THE PROBLEM: Please rewrite the data below, changing each "record the coordinates" to "give the coordinates" and leaving everything else the same.

DATA SECTION:
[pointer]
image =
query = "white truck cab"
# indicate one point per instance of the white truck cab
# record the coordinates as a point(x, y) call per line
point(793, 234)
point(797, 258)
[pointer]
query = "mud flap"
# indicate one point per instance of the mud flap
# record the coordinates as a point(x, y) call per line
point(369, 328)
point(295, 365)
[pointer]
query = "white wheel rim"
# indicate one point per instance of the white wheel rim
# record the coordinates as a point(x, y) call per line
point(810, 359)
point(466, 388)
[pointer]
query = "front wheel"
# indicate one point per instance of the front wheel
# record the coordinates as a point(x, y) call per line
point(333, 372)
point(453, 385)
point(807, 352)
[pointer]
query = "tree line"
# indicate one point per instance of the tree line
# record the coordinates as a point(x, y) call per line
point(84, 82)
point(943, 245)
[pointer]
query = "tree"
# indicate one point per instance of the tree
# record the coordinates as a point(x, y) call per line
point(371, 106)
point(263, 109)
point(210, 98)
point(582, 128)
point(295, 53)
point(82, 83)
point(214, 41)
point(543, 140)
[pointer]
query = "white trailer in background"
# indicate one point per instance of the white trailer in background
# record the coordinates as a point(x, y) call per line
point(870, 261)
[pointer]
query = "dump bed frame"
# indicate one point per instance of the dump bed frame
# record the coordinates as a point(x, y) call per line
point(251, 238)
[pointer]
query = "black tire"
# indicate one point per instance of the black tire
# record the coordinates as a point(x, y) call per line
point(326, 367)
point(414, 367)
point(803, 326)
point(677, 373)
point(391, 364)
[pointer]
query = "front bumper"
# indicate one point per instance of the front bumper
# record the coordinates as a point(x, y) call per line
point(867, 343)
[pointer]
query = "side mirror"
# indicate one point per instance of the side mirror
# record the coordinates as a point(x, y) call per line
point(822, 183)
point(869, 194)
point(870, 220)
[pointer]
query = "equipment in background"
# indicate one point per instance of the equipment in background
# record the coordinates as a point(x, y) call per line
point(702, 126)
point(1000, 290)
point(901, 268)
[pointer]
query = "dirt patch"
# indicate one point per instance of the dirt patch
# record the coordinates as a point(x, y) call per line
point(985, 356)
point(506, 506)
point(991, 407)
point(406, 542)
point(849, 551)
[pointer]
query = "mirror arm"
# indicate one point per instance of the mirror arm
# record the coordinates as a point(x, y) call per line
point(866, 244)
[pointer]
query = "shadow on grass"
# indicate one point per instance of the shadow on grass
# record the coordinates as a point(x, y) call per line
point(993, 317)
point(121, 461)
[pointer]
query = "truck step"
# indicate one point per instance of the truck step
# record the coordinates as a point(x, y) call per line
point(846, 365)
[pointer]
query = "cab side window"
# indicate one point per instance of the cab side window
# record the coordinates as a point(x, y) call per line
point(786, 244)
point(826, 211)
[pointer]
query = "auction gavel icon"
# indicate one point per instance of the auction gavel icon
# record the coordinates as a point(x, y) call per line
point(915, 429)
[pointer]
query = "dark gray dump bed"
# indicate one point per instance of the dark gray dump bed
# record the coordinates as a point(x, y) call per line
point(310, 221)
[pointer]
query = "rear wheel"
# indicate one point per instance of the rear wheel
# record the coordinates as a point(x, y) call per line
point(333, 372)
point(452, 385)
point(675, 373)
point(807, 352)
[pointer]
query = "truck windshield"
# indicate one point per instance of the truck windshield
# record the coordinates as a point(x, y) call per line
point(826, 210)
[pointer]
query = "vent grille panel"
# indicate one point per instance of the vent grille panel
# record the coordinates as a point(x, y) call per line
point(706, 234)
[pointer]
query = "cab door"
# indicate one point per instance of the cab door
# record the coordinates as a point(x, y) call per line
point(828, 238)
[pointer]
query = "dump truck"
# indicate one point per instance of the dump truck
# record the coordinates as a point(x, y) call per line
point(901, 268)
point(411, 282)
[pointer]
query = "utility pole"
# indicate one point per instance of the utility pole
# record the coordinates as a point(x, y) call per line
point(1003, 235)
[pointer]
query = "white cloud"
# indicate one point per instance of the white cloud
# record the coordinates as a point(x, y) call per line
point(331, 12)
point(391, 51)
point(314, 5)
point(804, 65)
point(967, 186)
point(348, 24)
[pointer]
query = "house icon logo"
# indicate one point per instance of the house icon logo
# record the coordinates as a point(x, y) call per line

RESPONSE TO THE TASK:
[pointer]
image =
query = "white truck cab"
# indicate one point per instance of the white truck cab
# give the coordinates as a point(x, y) call per line
point(793, 234)
point(797, 258)
[pointer]
query = "mud flap"
# indicate one point per instance of the mud flap
# give the coordinates as a point(x, y) call per line
point(369, 328)
point(295, 365)
[pointer]
query = "white wheel rim"
# indicate one point per instance of the white wheel rim
# give the coordinates as a point(x, y) call per line
point(810, 359)
point(466, 388)
[pointer]
query = "front wheel"
# indicate one point per instance of the front wheel
# give the coordinates as a point(x, y) call per line
point(333, 372)
point(453, 385)
point(807, 352)
[pointer]
query = "tree line"
# indicate one point per instance of the tree line
# give the coordinates as a point(x, y) call per line
point(84, 82)
point(943, 245)
[pointer]
query = "tree"
# indicate one point per instance of the tree
# give the coordinates as a point(x, y) call per line
point(371, 106)
point(263, 109)
point(210, 98)
point(582, 128)
point(295, 53)
point(82, 83)
point(214, 41)
point(543, 140)
[pointer]
query = "white trailer in background"
# indicate one point per instance of the white trailer in background
# give the coordinates as a point(x, y) call per line
point(870, 261)
[pointer]
query = "dump bed frame"
# indicate one point per instance of the dump bed frame
# give the coordinates as a point(x, y) call per line
point(251, 238)
[pointer]
query = "black tire"
# indicate one point per instance of the black tire
# give the coordinates as a point(x, y) call per line
point(326, 367)
point(414, 367)
point(803, 326)
point(677, 373)
point(391, 364)
[pointer]
query = "front bumper"
# indicate one point per instance of the front bumper
# give the coordinates as a point(x, y) call per line
point(867, 343)
[pointer]
query = "side mirror"
# indicate one point per instance of the side mirror
# give the coordinates as a point(x, y) call per line
point(822, 183)
point(869, 194)
point(870, 220)
[pointer]
query = "equipment in background"
# indicate one point per instance of the equipment in background
# give the coordinates as a point(x, y) call per line
point(702, 126)
point(1000, 290)
point(901, 268)
[pointer]
query = "dirt patch"
# indicate one point per instance of the dirt patch
# give the coordinates as a point(x, y) call per line
point(985, 356)
point(506, 506)
point(991, 407)
point(406, 542)
point(849, 551)
[pointer]
query = "mirror arm"
# indicate one point per instance of the mirror arm
# give the coordinates as a point(x, y) call per line
point(866, 244)
[pointer]
query = "shadow on grass"
# indicate one point per instance of the shadow on grass
# give the coordinates as a point(x, y) call per line
point(993, 317)
point(121, 461)
[pointer]
query = "truck step"
# indicate one point per instance of the truck step
# give the coordinates as a point(x, y) call per line
point(846, 365)
[pointer]
query = "cab side window"
# indicate one point per instance of the cab side window
# give the coordinates as a point(x, y) call per line
point(786, 244)
point(826, 211)
[pointer]
query = "auction gavel icon"
# indicate one point per instance of the auction gavel icon
# give the coordinates as a point(x, y) call per line
point(915, 429)
[pointer]
query = "dark gray dump bed"
# indicate one point per instance of the dark gray dump bed
# give the coordinates as a point(x, y) call per line
point(310, 221)
[pointer]
query = "rear wheel"
# indicate one point per instance of the rear wheel
# give the coordinates as a point(x, y) call per line
point(333, 372)
point(452, 385)
point(675, 373)
point(807, 352)
[pointer]
query = "truck windshield"
# indicate one point per instance of the truck windshield
# give the coordinates as a point(x, y) call per line
point(826, 210)
[pointer]
query = "vent grille panel"
# indicate one point per instance of the vent grille panel
# give the coordinates as a point(x, y) call per line
point(706, 234)
[pointer]
query = "cab door"
# indicate one point per instance of the cab door
# give the coordinates as a point(x, y) call per line
point(828, 238)
[pointer]
query = "dump truck"
# indicate one point per instance of the dump truck
# give the coordinates as a point(x, y) call per line
point(901, 268)
point(411, 282)
[pointer]
query = "utility pole"
# indicate one point per instance of the utility pole
# give the coordinates as a point(x, y) call per line
point(1003, 235)
[pointer]
query = "white cloud"
# indicate one point per instance of the white cloud
# give the coordinates as a point(x, y) call per line
point(331, 12)
point(391, 51)
point(314, 5)
point(804, 65)
point(967, 186)
point(348, 24)
[pointer]
query = "house icon logo"
# indicate one point per instance of the house icon logo
# give the coordinates as a point(x, y) call per line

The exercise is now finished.